REQUEST 1: In the sailing account below, how far off Macae is Ilha de Santana?
REQUEST 2: Can you sum up the sailing account below in two sentences?
REQUEST 3: Could you resume the sailing account below, picking up after its last sentence?

PASSAGE GIVEN:
It was a beautiful, peaceful morning, at first light, when we sailed from Enseada das Palmas on the north eastern side of Ilha Grande. We were rather sad to leave this beautiful area after having explored and enjoyed it for almost two months.
We had to sail directly east, past Rio de Janeiro, to round the cape at Cabo Frio before we could head north. We were grateful for good wind of 16 -20 knots from the starboard aft quarter to push us along but the sea was boisterous and lumpy with short, steep swells and breaking crests, the odd one drenching the boat. If it wasn’t for our canvas covers the cockpit would have been totally soaked. Karin got terribly seasick again and I got only about two hours’ sleep that first night, partly as I was by now unaccustomed to the noises of ocean sailing.
We hoped to spend a day or two at Arrial do Cabo, a beautiful and popular area close to Cabo Frio, but we rounded it just after midnight on a pitch black night. One of the cardinal rules of cruising is to never arrive at a foreign harbour (or anchorage) at night, so we pushed on, seemingly having to thread our way between the little islands and hoping that the electronic charts were accurate; a pretty good bet however for such a well-known area.
Buzios to Salvador
Short as it was, it had proved a challenging passage, and both being fatigued, we decided to pull into Buzios at about nine o’clock the next morning. Then, after a good night’s rest, we both woke up with itchy feet and decided to lift anchor to utilise the pleasant zephyr of a breeze. The sea had flattened out in the shelter of the cape and we cruised along gently, enjoying morning coffee and banana loaf which Karin had baked, using bananas that I thought should have been consigned to the bin – but apparently are best for this recipe. This time we were ultra cautious to prevent her from getting sick again, so she spent as little time as possible down below.
We hoped to sail offshore to pick up some breeze, but as the wind direction changed in the late afternoon, we decided to find shelter for the night at Ilha de Santana, which is about 8km off Macae. The latter is the operational shore base for the nearby offshore oil rigs and this area is busy with service boats, tankers, barges and ferries. However, we found a peaceful anchorage just off the main island of the Sant’Anna archipelago, an environmentally protected area.

DATASET EXTRACT:
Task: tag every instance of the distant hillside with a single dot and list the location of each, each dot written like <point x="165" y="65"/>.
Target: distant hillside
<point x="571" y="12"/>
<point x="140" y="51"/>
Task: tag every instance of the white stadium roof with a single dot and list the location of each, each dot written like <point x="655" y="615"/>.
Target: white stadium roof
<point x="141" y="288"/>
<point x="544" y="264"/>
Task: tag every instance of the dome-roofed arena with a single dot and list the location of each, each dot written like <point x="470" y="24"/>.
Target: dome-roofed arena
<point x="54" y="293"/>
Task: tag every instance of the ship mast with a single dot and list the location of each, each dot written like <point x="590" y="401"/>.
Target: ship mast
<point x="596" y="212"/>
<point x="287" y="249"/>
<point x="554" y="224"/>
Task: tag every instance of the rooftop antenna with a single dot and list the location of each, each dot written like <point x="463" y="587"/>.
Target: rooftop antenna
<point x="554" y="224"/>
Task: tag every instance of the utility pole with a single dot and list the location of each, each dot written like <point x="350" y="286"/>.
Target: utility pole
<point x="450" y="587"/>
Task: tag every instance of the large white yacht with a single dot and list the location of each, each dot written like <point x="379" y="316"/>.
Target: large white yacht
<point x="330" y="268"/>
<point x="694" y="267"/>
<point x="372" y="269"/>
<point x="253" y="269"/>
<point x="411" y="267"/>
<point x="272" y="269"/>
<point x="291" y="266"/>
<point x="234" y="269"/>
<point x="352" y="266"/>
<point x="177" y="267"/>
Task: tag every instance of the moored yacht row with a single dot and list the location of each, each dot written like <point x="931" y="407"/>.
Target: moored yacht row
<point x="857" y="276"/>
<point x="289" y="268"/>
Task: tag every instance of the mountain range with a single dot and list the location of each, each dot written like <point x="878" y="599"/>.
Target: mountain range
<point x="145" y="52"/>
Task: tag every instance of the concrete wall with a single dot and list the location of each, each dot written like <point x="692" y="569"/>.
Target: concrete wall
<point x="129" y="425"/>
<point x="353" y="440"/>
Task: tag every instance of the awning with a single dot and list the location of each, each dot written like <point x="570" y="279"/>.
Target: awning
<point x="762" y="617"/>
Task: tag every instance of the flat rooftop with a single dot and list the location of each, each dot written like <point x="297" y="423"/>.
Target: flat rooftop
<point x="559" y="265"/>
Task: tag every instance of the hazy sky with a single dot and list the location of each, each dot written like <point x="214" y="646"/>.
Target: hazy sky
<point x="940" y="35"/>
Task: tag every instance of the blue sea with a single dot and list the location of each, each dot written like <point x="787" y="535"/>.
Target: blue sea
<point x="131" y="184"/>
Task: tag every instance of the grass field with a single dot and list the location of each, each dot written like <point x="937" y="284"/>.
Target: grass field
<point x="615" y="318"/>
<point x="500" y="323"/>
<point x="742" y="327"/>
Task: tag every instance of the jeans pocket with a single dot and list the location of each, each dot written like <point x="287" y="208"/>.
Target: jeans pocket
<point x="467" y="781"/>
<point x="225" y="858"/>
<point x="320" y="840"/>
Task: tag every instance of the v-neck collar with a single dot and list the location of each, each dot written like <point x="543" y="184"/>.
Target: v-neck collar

WRITTEN REPLY 1: About 8 km.

WRITTEN REPLY 2: After almost two months at Ilha Grande, the narrator and Karin sailed east past Rio de Janeiro through boisterous, lumpy seas, with Karin seasick, and rounded Cabo Frio after midnight without stopping at Arrial do Cabo. They rested at Buzios, cruised on in calmer water, and anchored for the night off the main island of the protected Sant'Anna archipelago near Macae.

WRITTEN REPLY 3:
Running along the coast, 40 nautical miles offshore and stretching for about 60 miles, is Brazil’s biggest oil field, with about 100 rigs in operation. They are fortunately easy to see at night but one has nevertheless to be careful to stay well clear.
A bit more challenging were the local fishing boats that don’t have the correct navigation lights and with crews that sleep at night. Whenever we saw a boat with one single white light which didn’t show up on our automatic ship identification system (AIS), we were extra cautious, mindful that they could have lengthy nets strung out. Complicating matters was the fact that our AIS system tended to go on the blink, always it seemed when we most needed it at night.
At Vitoria the rain started and from there on, for the next four days, we had many squalls with accompanying rough seas, gusts and spray over the boat. On one of her night watches Karin noted a blast of 26 knots and was thankful that we had reefed the main sail and reduced the genoa before night fall.
Salvador and Itaparica island
We again felt quite fatigued by the time we reached Salvador and headed across the big bay to the northern point of Itaparica island where the quiet little village of Itaparica is situated. We dropped anchor around midday and I had a short rest before changing the engine oils and filters.
Whilst I was busy finishing this, Karin realised that the adjacent boat had came dangerously close. Nobody was on board and it was dragging its anchor, so we had no choice but to raise our anchor amidst a hectic rainstorm and move Moondust to safety.
We mainly spent the next week or so at Itaparica doing maintenance jobs, filling up the larder, going to Salvador by ferry to clear in and out and to do some boat shopping.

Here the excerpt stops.